EXTRACT:
************

Why the pope is no marxist
‘So what of it if your pope is called a ‘Marxist’? It might be inaccurate, but both seem to rightly criticise the alienating factor of capitalism and the culture of greed it spawns.” This is how my non-Catholic friend from New York responded after he read my last column in The Southern Cross about “the Catholic vote”. The following paragraphs are my summary of his e-mail.
Factory workers assemble a car. Although the theories of Karl Marx coincide in some ways with the vision of the Church, there are very clear differences. (Photo: Rebecca Cook, Reuters/CNS)
Regardless of whatever else the Catholic Church has done, it has always been strongly against the commodification of lives and mindless culture of hedonism, and resultant steady haemorrhaging of human values.
As such it is hard to find an intelligent critique of capitalism that is not indebted to Marxism. This does not mean Karl Marx invented Marxism in that sense. Indeed, Marx’s critique of capitalism is rigorous and comprehensive, but plenty of anarchists, libertarian socialists and liberals — such as Hegel, Voltaire, Rousseau, and so on — had got there before him.
The Catholic Church has voiced similar concerns as well, more strongly since Pope Leo XIII’s encyclical Rerum Novarum in 1892.
St Thomas Aquinas, naturalist and fair-minded as he was, probably would be more comfortable with a socialist economic system (obviously, I might add, without the anti-clericalism that often, but not invariably, accompanies it) than a capitalist one.

************

DATASET EXCERPTS:

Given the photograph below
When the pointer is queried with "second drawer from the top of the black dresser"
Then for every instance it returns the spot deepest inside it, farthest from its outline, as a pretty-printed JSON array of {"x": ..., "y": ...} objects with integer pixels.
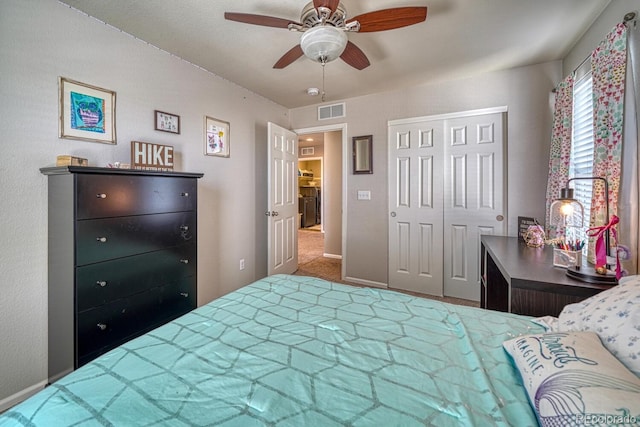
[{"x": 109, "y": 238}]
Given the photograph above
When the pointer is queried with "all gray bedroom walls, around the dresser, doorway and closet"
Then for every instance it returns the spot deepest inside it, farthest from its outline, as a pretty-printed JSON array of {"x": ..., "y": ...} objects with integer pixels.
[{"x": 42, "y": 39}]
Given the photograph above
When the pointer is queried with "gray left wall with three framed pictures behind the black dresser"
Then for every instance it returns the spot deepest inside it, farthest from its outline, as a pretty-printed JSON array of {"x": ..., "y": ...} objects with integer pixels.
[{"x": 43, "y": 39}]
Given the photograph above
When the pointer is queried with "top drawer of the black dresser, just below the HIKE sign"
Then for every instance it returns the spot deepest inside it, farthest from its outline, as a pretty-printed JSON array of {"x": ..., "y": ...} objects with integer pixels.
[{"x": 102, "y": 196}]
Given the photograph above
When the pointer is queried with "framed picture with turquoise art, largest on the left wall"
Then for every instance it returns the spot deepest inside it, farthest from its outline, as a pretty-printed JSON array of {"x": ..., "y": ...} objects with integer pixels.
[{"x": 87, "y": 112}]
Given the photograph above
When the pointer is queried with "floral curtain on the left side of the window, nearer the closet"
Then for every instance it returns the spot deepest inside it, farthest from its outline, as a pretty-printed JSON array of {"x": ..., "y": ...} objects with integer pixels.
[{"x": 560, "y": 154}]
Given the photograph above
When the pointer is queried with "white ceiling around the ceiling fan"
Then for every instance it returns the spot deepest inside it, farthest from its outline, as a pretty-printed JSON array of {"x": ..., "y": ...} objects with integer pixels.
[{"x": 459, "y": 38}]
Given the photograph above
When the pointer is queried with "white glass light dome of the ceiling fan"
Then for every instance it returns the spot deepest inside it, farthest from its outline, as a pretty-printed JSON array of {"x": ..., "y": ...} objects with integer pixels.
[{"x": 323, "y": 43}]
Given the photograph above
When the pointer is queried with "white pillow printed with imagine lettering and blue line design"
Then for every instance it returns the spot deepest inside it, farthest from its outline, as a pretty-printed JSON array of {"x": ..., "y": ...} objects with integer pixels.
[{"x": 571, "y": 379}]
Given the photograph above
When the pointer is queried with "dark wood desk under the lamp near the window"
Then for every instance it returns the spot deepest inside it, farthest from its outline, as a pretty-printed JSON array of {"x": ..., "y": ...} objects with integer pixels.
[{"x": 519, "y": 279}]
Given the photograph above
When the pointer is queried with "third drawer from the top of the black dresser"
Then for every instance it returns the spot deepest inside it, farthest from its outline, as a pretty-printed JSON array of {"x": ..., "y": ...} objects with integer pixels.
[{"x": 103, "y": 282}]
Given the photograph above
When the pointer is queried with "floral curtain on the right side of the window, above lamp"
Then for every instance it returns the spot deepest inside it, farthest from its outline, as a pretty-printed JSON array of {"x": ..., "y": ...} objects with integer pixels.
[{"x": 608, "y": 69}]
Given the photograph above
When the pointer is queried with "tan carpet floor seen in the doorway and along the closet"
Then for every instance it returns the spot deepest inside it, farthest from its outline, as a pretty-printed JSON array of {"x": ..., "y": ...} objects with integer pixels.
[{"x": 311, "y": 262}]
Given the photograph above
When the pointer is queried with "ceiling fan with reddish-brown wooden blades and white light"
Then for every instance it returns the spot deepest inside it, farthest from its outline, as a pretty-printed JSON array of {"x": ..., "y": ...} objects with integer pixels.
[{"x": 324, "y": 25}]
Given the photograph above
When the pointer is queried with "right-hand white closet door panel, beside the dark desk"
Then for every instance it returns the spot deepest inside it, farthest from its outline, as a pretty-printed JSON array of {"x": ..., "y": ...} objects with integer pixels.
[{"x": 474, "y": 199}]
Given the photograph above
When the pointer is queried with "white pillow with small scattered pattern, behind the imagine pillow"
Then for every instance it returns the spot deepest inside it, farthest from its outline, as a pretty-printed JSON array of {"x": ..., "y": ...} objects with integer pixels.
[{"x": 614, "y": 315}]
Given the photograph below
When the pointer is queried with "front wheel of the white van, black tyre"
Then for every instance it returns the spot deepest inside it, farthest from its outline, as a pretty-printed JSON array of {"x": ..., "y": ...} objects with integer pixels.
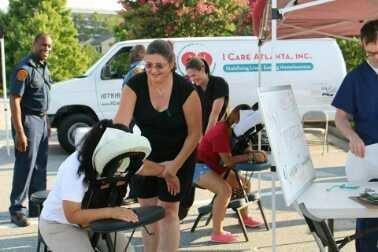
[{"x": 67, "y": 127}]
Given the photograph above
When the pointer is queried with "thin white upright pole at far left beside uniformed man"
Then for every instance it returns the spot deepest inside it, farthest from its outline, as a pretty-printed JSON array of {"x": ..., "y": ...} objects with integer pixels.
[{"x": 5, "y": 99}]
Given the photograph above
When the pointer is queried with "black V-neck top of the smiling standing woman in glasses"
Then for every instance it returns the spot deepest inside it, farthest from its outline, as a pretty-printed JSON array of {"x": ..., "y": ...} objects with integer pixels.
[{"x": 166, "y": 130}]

************

TASKS:
- A) Render the sentence "This does not mean Karl Marx invented Marxism in that sense." from the column on the pope and Marxism into Spanish.
- B) Reproduce the stretch of the column on the pope and Marxism from "Why the pope" through "Rebecca Cook, Reuters/CNS)".

RESPONSES IN ORDER:
- A) Esto no significa que Karl Marx inventara el marxismo en ese sentido.

- B)
Why the pope is no marxist
‘So what of it if your pope is called a ‘Marxist’? It might be inaccurate, but both seem to rightly criticise the alienating factor of capitalism and the culture of greed it spawns.” This is how my non-Catholic friend from New York responded after he read my last column in The Southern Cross about “the Catholic vote”. The following paragraphs are my summary of his e-mail.
Factory workers assemble a car. Although the theories of Karl Marx coincide in some ways with the vision of the Church, there are very clear differences. (Photo: Rebecca Cook, Reuters/CNS)